**DIRECTION A**
In the blog post about an old computer, what did the G4 tower and Trinitron monitor cost together when new?
**DIRECTION B**
Please recast the paragraph beginning "While my computer wasn't selling" from the blog post about an old computer as a short bulleted list that keeps its main facts.
**DIRECTION C**
Carry on the blog post about getting rid of an old computer from its last sentence.

**PASSAGE**
= = = = = = =

Posted July 30, 2008 by Steve
Categories: Media and Society

I imagine we’ve all faced this problem — what to do with an old computer.

Last week I sold a 450 Mhz G4 tower along with a good 19″ Trinitron. Together, they cost about $3,300 in 2000 when they were new. The CPU still ran OSX just fine and the monitor was way better than your typical LCD. My goal was to find somebody who would actually use it, and if that wasn’t possible, then to dispose of it responsibly.

It took 10 days on Craig’s list. At $200 I didn’t get a single call. $75 seemed to be the magic number.

While my computer wasn’t selling, I was looking for places where I could give it away. I didn’t find much. The World Computer Exchange is supposed to get computers to young people in the developing world. They have a chapter in LA, but they only take Mac laptops and only in Massachusetts.

= = = = = = =

**SUPPLIED MATERIAL**
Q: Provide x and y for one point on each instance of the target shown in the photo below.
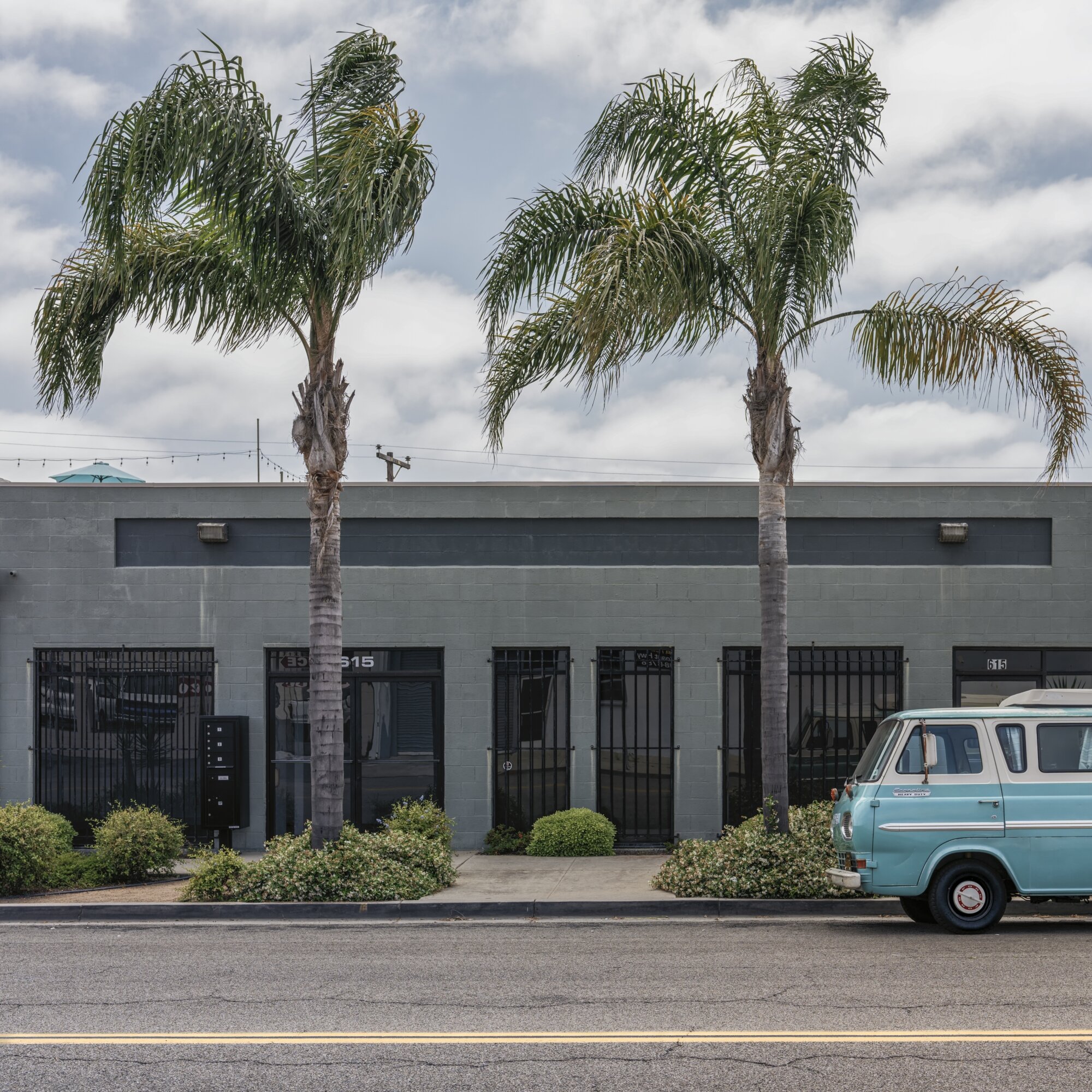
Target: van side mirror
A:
(931, 751)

= = = = = = =

**FINAL RESULT A**
About $3,300, in 2000.

**FINAL RESULT B**
- While the computer went unsold, the writer looked for places to give it away and found few.
- The World Computer Exchange aims to get computers to young people in the developing world.
- It has a chapter in LA, but it accepts only Mac laptops, and only in Massachusetts.

**FINAL RESULT C**
After that, I would have used an LA County E-Waste drop off center. If you you live in LA and haven’t used one of these places you should consider it. They’ll take your monitor, your CPU, and just about anything else that shouldn’t go in the trash, including paint, oil and solvents (list of locations). I’ve used the one on Vista Del Mar near LAX and enjoyed the whole process, including the drive along the beach. There are two pounds of lead in a 17″ monitor. And all kinds of other crap in that CPU of yours. By using the e-waste center you’re doing what you can to keep your garbage out of somebody else’s water.

Another choice, of course, would have been Goodwill or the Boys and Girls Club. I’ve given them a lot of stuff over the years.

In the end, though, the whole thing seemed awfully strange to me. We’re blythly purchasing and using these gadgets — and they are abandoned every year by the millions. Where do they end up?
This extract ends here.